══ Record excerpts
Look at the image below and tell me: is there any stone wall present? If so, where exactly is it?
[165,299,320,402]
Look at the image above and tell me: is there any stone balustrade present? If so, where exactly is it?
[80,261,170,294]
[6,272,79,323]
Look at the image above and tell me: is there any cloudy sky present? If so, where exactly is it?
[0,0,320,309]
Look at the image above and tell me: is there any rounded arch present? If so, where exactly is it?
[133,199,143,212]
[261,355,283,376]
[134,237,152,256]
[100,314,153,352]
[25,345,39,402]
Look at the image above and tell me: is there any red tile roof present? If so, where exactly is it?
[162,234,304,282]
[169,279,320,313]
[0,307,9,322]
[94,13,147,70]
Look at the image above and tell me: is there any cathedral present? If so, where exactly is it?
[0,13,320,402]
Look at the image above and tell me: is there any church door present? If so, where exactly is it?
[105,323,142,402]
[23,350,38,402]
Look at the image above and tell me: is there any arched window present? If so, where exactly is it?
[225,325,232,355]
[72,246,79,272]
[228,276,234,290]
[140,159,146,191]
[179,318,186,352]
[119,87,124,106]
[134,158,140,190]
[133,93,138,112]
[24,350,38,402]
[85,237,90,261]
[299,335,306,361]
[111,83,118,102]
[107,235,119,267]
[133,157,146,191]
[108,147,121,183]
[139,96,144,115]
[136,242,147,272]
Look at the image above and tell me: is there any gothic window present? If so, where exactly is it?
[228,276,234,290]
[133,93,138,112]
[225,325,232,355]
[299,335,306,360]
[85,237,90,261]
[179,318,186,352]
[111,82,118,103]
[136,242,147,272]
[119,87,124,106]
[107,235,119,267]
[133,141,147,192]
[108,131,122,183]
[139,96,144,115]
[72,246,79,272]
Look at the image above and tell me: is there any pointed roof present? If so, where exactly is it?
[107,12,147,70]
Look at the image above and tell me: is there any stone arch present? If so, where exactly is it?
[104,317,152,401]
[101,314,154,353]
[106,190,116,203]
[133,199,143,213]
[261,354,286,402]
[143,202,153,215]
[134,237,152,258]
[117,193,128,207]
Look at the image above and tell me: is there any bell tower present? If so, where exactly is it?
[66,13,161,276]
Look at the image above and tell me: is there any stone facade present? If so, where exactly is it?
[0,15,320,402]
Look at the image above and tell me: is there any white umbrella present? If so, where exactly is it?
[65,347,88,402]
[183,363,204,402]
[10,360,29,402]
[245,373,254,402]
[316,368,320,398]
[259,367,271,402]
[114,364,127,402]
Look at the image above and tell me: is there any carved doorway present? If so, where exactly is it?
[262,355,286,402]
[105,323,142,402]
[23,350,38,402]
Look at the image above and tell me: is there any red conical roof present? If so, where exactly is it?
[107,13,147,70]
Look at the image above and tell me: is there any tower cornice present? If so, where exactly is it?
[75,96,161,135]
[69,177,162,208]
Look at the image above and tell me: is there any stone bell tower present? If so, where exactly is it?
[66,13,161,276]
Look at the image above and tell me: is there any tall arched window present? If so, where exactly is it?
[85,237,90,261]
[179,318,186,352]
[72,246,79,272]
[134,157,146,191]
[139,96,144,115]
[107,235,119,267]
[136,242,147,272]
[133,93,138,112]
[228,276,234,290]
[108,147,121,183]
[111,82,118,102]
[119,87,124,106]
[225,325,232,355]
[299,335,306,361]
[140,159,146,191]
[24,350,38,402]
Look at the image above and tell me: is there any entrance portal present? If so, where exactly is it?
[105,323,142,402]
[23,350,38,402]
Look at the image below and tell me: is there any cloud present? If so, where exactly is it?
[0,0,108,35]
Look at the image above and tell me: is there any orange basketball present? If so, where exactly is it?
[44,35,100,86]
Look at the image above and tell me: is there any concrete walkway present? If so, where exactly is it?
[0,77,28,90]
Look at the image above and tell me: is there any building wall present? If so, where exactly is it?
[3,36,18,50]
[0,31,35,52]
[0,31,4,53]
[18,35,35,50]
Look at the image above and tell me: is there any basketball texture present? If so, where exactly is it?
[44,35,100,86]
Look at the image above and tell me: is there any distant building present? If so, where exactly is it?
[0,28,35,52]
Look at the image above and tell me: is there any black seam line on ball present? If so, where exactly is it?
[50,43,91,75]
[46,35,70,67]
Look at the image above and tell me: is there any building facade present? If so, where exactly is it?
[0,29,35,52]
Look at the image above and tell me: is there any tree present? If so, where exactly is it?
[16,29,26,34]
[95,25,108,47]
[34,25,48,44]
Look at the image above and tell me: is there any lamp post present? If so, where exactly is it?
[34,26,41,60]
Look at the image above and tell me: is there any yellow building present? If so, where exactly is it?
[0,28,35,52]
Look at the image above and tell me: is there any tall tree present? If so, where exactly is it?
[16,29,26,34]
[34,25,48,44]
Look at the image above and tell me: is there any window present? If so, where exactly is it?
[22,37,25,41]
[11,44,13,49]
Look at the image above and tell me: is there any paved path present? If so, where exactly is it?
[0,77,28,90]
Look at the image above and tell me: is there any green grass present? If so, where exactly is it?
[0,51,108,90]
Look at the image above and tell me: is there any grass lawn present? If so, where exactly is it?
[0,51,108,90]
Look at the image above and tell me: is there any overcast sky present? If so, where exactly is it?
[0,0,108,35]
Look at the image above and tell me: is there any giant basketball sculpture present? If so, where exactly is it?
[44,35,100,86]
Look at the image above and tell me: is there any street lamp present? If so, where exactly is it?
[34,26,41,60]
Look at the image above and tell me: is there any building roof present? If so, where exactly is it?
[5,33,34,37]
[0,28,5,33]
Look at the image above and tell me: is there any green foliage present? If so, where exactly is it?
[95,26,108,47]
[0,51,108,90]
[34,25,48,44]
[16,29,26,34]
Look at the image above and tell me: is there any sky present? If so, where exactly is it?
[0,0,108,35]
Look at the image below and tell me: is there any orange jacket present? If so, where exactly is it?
════
══ Record excerpts
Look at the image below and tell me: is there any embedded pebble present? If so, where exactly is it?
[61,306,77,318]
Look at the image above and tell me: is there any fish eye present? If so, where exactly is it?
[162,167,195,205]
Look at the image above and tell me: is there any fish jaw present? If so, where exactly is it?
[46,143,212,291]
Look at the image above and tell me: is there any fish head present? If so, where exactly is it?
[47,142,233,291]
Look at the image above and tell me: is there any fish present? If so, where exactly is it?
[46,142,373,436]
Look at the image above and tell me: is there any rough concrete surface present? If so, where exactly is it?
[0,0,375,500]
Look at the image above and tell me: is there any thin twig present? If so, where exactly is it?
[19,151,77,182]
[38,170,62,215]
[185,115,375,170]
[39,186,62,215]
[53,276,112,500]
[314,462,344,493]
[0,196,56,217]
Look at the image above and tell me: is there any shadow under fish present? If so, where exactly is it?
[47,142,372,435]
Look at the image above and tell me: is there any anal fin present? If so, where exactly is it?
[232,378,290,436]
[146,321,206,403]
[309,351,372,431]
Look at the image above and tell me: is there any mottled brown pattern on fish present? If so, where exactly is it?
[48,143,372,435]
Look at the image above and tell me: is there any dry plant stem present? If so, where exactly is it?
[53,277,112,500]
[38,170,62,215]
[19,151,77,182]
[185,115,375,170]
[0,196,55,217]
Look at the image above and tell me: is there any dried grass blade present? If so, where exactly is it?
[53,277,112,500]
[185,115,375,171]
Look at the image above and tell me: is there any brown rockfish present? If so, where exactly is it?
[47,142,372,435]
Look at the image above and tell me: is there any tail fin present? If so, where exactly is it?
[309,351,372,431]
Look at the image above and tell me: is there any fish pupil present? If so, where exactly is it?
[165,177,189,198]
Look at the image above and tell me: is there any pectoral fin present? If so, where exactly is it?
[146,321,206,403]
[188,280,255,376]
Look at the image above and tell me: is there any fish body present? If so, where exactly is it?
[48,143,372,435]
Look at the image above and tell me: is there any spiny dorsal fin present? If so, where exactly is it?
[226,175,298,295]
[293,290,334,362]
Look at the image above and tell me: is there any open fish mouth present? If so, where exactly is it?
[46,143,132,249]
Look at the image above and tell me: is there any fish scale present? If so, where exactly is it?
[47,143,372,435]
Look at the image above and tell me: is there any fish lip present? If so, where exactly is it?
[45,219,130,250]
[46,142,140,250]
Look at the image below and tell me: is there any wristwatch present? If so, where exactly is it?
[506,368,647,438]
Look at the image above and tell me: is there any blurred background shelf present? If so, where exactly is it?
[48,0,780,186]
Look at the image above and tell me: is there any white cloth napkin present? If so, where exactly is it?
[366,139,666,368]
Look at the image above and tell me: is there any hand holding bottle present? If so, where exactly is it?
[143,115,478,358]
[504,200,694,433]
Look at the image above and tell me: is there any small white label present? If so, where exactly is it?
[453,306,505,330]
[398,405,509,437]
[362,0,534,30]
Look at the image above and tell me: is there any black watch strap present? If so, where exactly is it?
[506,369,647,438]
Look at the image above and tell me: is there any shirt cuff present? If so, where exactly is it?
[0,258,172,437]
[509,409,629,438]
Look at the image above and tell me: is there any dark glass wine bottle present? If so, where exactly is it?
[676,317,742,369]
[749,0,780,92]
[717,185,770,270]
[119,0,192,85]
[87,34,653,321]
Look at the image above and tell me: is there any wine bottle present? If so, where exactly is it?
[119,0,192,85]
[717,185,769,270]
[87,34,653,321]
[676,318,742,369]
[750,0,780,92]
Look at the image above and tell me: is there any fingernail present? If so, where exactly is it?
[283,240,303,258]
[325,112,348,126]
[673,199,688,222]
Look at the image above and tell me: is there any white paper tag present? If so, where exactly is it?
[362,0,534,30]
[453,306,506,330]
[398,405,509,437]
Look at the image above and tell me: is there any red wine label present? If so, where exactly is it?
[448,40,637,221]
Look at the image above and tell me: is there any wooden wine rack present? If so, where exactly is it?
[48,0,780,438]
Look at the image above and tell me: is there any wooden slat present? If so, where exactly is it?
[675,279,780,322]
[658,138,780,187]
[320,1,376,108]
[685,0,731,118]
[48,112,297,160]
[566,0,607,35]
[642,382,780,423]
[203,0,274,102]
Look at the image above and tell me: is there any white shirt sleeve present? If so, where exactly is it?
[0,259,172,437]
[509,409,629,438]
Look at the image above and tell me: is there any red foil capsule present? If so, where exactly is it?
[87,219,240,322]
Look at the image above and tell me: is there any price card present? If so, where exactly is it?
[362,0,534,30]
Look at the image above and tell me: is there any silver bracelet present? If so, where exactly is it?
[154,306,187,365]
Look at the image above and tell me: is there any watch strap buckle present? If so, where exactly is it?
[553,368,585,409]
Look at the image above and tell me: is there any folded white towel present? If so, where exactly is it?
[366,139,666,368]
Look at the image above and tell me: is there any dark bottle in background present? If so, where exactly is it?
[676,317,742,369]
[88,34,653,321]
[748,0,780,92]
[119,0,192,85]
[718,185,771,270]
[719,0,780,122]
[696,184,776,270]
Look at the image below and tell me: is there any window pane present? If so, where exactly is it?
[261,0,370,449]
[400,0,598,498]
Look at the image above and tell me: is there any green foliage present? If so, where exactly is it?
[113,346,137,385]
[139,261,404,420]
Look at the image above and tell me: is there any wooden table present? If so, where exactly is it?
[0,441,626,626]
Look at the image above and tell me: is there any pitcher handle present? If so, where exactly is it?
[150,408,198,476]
════
══ Record excerpts
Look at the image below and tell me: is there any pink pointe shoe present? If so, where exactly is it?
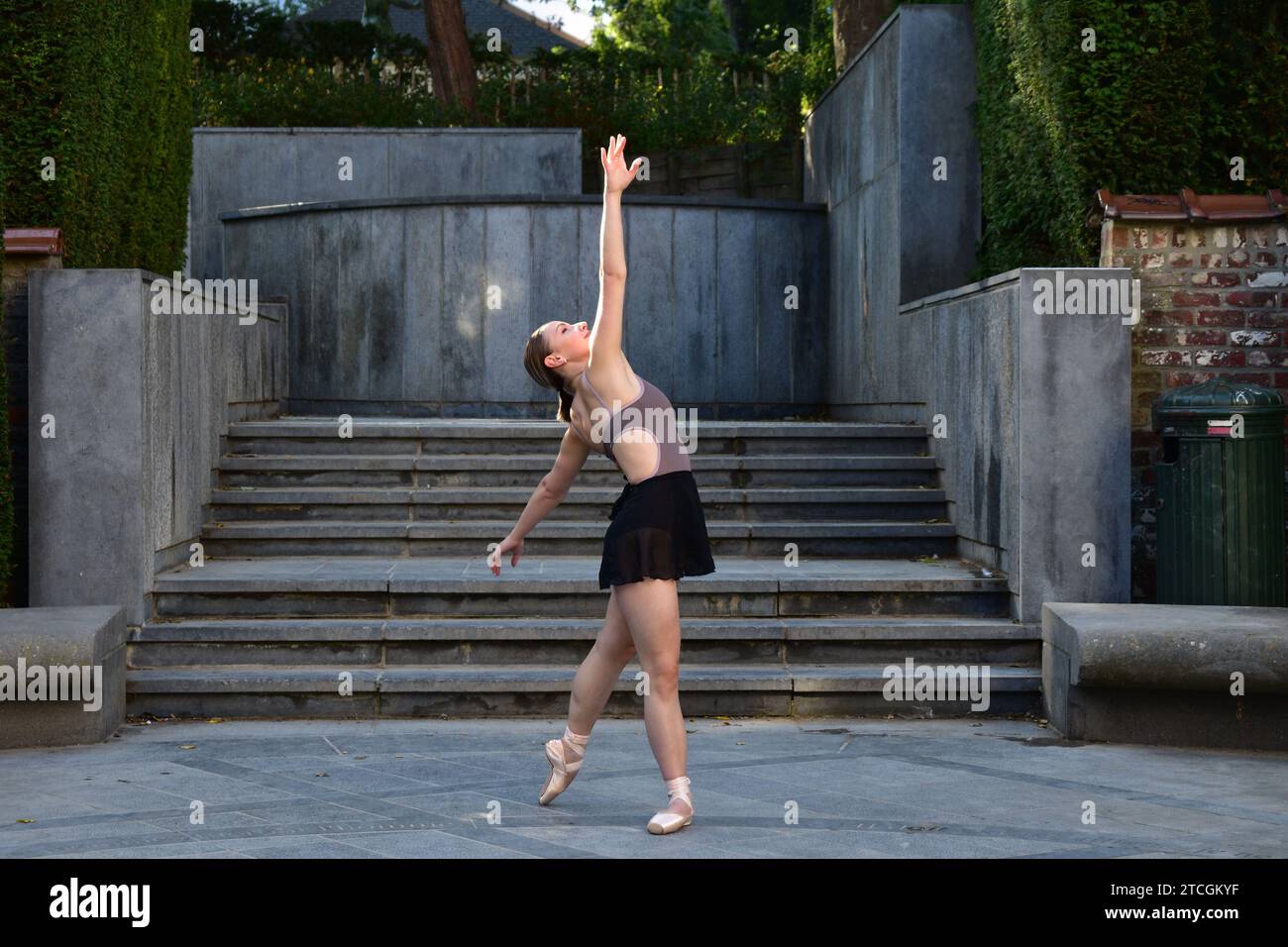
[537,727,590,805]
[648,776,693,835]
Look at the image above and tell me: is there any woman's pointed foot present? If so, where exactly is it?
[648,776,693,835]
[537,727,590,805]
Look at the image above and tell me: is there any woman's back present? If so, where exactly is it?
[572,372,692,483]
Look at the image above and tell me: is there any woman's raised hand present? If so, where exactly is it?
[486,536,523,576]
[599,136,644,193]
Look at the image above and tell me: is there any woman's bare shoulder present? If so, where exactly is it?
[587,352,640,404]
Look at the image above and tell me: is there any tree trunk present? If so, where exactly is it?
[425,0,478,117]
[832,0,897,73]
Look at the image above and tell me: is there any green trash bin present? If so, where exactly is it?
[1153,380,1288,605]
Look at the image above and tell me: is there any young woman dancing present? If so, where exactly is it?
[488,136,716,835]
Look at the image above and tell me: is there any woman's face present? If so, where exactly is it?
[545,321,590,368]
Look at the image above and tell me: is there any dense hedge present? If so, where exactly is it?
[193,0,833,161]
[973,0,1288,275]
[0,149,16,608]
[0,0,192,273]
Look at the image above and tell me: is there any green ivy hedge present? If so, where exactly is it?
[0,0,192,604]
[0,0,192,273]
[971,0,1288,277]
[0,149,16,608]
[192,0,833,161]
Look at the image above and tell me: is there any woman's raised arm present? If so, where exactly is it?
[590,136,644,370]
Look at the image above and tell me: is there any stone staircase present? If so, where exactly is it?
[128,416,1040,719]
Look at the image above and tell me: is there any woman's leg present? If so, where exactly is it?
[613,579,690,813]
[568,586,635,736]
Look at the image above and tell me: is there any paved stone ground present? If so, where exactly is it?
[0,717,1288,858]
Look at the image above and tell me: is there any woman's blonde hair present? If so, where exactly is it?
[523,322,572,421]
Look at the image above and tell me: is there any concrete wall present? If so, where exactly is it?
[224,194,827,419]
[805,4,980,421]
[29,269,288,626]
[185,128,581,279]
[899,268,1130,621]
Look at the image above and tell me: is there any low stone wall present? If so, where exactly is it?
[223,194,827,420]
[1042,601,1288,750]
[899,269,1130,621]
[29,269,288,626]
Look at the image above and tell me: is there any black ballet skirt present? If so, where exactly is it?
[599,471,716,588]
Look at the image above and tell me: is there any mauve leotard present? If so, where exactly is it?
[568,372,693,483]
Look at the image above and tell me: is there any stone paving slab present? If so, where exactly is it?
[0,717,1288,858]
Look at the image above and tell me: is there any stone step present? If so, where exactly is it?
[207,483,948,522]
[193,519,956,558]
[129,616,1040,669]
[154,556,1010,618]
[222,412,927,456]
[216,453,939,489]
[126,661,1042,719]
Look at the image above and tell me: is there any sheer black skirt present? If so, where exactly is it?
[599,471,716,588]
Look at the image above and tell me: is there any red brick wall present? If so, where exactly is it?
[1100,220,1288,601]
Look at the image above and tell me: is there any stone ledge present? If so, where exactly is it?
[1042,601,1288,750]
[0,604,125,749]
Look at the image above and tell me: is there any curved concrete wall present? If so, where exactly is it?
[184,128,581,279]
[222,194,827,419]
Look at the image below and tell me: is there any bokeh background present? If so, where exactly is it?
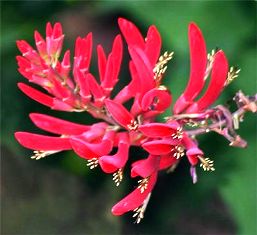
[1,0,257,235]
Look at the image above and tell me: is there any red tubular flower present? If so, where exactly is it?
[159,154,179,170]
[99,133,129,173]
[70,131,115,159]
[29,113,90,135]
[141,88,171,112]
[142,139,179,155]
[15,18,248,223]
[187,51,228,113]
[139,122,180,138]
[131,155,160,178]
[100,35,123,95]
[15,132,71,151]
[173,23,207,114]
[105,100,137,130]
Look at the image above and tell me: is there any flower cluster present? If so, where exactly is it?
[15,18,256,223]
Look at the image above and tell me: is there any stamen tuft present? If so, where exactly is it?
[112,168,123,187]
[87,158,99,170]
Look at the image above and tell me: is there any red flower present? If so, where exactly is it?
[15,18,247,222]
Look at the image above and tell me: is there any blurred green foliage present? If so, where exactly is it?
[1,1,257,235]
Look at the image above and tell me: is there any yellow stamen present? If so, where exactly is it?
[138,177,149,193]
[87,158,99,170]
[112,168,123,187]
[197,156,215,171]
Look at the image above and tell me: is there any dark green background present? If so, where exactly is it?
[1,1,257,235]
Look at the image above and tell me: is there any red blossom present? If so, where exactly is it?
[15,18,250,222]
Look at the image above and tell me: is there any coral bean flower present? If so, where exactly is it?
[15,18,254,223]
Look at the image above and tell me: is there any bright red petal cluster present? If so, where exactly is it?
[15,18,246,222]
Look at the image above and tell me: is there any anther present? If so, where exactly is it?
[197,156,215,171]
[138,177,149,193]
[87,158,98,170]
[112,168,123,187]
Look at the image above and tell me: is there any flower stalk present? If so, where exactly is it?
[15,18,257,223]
════
● The exercise: Rewrite the stretch from the line containing "path present? If so, where exactly is it?" through the line containing "[0,28,5,33]", switching "sculpture" to "statue" and leaving everything else unchanged.

● Solution to this task:
Look at the image above and tell me: is there any paved path present? If so, where exactly is it?
[0,77,28,90]
Look at the image above and tell me: is there any green grass present? If so, where exactly is it?
[0,51,108,90]
Look at the image above and tell me: is there any grass lawn present? If so, where exactly is it?
[0,51,108,90]
Look at the image above and tell me: is there any overcast sky present? If so, where exactly is it?
[0,0,108,35]
Look at the image above and tell me: is there any giant basketball statue present? If so, where exactly is it?
[44,35,100,86]
Look at the image above and tell me: is there any street lamp present? If so, where exactly is it?
[34,26,41,60]
Look at the image above and tell me: is there any building roof present? If so, where exactly is it?
[5,33,34,37]
[0,28,5,33]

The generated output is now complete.